● **Provided text**

/---

The General Election result was declared on 28th December. The counting of the Mid Bedfordshire ballot papers took place at the County Court Hall in Ampthill, under the supervision of Mr Howard Spensley (High Sheriff). Among those present  were Sir Arthur W. Black and Lady Black, and Mr and Mrs Max G. Townley, with their agents. At one o’clock the High Sheriff proceeded to the steps of the County Court Hall where the poll result was officially announced as:

Mr Max G. Townley (Coalition Union)   9,073
Sir Arthur W. Black (Liberal)                  7,352
Majority                                                       1,712

Nationally, it was a landslide victory for the coalition government of David Lloyd George – read more.

Ampthill Command Depot

The Ampthill Command Depot Football Team served an overwhelming victory on Saturday, 7th afternoon, when playing the Army Service Corps in Ampthill Park. The whistle went leaving Ampthill the winners by 11 goals to none.

Private A.V. COOTE (Machine Gun Corps), late of the Command Depot, who has been a prisoner of war for sometime, has now been released and is back in England.

A grand victory ball was held in the Olympia Hall, in the Park, on Boxing Night.

News of Ampthill Boys

The Military Medal has been awarded to 202116 Private Arthur LOWE M.M. (1/7th Middlesex) of Bedford Street. he is the eighth Ampthill boy to win the M.M. and it is in all probability the last award made in the war. The news was received in a letter from his officer, B.E.F. France, which stays:

“As the officer commanding No.6 Platoon, it became necessary for me to change my servant at a minute’s notice on the night of the 6th November, as we were leaving a village in France to proceed to our “jumping off” place for what proved to be the last burst of the war. My choice of servant fell upon your son, who has served with me for some time, and from that moment until the declaration of the armistice he carried on in the double capacity of my batman and platoon runner, with a remarkable devotion to duty, and to myself personally. For three nights and until we were relieved on the fourth day we had a very trying and at times dangerous time, with practically no sleep. Your son was invariably very willing and unquenchably cheerful, and exceed his duty in many respects. He was particularly good in carrying messages, both under fire and otherwise.”

\---

● **Problem to solve**
Return the passage of the Ampthill news report verbatim, starting with "Mr Max G. Townley" and going on through "back in England.".

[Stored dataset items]
/---

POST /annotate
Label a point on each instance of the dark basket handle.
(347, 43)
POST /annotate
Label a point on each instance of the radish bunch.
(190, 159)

\---

● **Written reply**
Mr Max G. Townley (Coalition Union)   9,073
Sir Arthur W. Black (Liberal)                  7,352
Majority                                                       1,712

Nationally, it was a landslide victory for the coalition government of David Lloyd George – read more.

Ampthill Command Depot

The Ampthill Command Depot Football Team served an overwhelming victory on Saturday, 7th afternoon, when playing the Army Service Corps in Ampthill Park. The whistle went leaving Ampthill the winners by 11 goals to none.

Private A.V. COOTE (Machine Gun Corps), late of the Command Depot, who has been a prisoner of war for sometime, has now been released and is back in England.